■ The task: Format the lines below, from the one containing "Locate every tree line in the image." through the one containing "[0,0,565,409]" (both included), as a numbered list, leaving out any blank lines.

■ Entries provided:
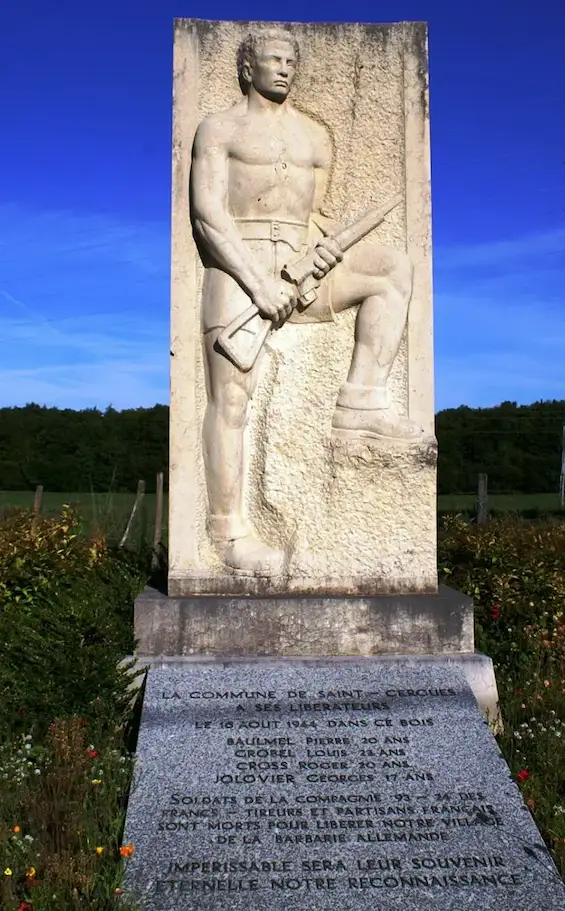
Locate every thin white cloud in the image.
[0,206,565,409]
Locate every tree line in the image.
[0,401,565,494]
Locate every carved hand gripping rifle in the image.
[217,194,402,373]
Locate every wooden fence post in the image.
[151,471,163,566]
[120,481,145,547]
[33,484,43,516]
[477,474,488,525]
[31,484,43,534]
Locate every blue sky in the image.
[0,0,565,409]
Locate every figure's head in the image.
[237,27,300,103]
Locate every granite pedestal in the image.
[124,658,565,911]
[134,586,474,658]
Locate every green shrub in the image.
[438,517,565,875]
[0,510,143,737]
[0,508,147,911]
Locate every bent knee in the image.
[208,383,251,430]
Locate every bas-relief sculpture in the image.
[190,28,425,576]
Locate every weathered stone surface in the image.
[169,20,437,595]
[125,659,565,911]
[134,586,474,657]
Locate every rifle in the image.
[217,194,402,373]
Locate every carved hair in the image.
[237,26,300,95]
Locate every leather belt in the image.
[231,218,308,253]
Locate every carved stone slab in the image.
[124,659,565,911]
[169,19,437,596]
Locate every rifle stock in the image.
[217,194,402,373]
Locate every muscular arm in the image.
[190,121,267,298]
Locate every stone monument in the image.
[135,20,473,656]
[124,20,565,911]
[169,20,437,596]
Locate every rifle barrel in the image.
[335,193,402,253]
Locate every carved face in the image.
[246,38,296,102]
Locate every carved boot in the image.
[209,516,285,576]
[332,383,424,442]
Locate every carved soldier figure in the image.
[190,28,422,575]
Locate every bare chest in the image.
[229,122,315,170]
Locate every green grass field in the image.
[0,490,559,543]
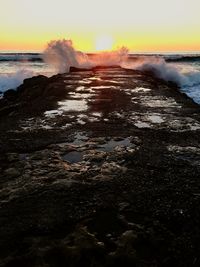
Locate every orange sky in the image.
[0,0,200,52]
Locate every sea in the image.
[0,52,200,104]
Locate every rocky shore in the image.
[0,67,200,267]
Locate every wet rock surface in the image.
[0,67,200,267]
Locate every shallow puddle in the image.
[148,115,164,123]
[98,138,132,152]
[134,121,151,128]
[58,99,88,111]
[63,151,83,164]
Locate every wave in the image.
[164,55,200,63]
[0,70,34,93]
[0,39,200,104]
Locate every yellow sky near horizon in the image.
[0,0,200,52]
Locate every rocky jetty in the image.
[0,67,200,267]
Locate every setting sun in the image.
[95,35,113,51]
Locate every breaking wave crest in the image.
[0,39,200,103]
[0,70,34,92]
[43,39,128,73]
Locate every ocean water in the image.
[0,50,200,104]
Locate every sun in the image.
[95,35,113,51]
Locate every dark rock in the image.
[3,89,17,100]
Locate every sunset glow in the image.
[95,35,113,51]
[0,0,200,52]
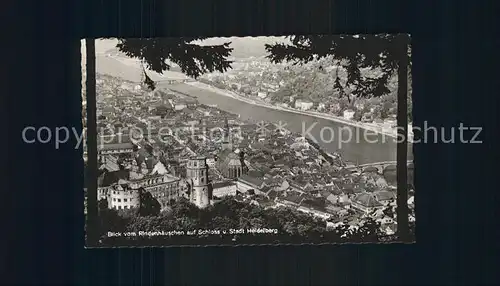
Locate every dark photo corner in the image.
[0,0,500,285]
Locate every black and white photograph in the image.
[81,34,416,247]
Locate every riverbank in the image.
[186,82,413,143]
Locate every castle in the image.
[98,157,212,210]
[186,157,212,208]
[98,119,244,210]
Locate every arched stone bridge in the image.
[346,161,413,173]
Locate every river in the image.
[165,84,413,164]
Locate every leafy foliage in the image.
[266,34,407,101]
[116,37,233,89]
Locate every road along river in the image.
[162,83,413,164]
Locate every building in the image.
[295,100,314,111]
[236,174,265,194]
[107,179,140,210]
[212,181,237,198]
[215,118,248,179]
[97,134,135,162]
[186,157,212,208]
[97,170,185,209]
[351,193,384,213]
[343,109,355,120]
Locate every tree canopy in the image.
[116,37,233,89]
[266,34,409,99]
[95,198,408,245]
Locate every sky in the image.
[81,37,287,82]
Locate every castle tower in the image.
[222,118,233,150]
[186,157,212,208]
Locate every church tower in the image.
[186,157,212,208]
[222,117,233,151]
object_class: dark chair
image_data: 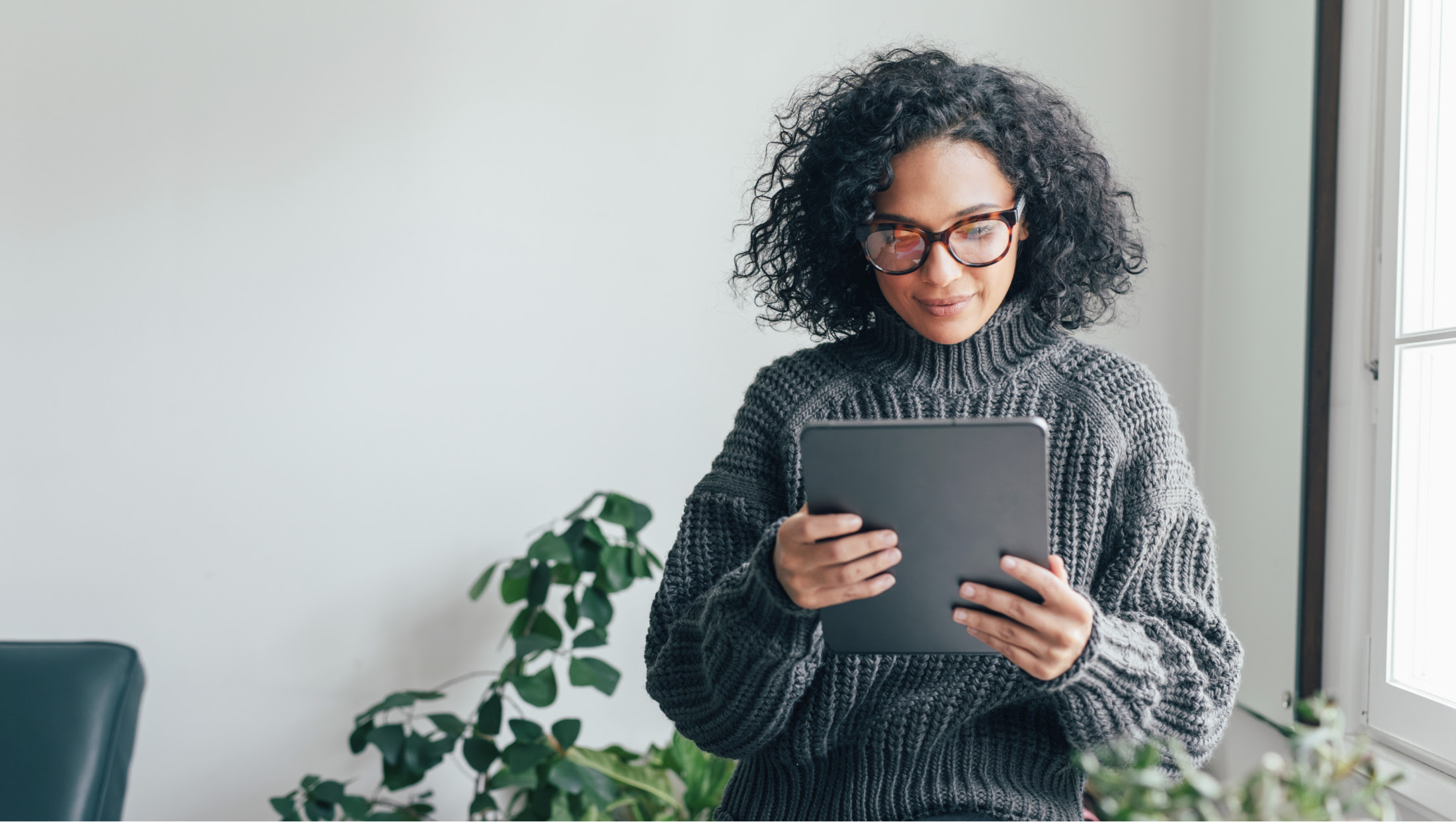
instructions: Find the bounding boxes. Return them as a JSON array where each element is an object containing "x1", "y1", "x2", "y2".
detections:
---
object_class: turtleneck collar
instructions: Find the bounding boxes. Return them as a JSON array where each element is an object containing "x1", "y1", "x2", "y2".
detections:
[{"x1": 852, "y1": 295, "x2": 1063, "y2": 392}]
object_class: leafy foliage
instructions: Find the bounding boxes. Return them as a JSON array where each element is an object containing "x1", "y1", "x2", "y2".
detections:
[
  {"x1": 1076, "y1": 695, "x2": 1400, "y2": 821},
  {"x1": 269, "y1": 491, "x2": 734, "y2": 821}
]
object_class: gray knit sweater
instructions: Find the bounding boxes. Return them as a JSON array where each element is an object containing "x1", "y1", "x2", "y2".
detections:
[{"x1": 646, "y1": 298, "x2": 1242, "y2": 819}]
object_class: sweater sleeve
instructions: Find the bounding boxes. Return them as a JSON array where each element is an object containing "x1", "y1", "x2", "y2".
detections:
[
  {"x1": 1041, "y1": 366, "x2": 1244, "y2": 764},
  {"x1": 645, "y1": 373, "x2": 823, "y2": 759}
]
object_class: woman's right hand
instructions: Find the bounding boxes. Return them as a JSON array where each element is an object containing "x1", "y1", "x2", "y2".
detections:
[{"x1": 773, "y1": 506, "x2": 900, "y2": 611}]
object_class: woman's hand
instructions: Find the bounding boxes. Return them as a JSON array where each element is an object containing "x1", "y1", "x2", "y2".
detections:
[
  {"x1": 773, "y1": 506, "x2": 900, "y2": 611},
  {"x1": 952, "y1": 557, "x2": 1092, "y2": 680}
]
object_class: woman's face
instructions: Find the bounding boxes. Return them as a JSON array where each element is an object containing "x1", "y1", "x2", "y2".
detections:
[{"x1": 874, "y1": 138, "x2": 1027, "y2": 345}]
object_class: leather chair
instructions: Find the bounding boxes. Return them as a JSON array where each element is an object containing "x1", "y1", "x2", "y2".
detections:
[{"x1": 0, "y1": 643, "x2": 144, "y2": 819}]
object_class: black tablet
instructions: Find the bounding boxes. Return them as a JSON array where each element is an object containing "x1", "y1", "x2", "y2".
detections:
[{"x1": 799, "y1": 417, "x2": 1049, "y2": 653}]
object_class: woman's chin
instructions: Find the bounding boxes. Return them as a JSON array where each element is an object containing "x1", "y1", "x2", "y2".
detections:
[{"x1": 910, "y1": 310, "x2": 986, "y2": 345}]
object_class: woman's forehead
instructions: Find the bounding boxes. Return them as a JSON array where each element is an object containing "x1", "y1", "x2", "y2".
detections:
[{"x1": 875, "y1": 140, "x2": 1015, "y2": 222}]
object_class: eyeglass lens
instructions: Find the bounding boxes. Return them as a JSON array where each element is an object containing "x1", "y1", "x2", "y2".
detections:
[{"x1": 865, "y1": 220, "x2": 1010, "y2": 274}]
* * *
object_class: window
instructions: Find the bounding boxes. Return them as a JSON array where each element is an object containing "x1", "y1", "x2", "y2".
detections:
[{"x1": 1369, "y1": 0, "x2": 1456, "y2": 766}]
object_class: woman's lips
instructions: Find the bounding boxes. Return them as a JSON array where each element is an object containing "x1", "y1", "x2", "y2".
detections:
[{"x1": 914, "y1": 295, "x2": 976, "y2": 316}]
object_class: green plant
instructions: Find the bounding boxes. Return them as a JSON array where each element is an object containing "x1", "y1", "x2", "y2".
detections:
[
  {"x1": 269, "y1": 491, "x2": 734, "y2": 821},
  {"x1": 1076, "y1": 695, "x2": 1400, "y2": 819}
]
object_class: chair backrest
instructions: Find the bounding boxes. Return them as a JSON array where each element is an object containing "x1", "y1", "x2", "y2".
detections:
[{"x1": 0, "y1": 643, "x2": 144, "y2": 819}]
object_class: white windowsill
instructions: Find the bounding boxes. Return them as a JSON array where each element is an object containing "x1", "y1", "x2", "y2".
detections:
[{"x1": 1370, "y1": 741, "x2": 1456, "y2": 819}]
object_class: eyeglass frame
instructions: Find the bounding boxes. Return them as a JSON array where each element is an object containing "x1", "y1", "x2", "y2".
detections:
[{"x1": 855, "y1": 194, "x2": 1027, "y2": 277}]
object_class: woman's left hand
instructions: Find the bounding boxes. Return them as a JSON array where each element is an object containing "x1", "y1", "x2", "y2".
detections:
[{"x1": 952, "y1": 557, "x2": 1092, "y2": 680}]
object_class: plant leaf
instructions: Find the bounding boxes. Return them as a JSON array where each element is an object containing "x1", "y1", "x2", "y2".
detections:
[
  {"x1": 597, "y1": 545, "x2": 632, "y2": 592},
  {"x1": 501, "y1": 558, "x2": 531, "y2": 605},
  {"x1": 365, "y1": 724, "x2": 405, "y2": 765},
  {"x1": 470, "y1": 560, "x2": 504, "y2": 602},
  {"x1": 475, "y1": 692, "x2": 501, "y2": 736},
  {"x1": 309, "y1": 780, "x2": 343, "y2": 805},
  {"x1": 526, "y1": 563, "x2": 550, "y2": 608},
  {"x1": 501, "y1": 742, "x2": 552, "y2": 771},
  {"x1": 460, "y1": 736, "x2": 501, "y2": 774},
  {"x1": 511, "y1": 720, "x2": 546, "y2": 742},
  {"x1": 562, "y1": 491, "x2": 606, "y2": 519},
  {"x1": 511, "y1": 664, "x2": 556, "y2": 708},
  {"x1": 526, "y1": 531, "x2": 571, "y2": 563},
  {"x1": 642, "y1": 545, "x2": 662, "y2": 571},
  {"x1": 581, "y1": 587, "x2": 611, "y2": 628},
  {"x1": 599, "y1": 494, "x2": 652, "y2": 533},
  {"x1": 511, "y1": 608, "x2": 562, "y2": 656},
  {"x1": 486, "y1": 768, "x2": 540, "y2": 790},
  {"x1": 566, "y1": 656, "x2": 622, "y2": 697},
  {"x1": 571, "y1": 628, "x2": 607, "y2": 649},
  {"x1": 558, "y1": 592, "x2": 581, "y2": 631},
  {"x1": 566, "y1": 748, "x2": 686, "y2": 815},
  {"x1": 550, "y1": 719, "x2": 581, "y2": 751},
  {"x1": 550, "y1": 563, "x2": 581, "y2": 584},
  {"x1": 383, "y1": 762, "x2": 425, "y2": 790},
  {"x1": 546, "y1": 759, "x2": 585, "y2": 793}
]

■ Task solution:
1. Locate every tree line in the image.
2. [0,401,565,494]
3. Locate every carved hand gripping rifle in the image.
4. [217,194,402,373]
5. Locate every wooden fence post in the image.
6. [151,471,163,566]
7. [120,481,145,547]
8. [33,484,43,516]
9. [477,474,488,525]
10. [31,484,43,534]
11. Locate every blue sky in the image.
12. [0,0,565,409]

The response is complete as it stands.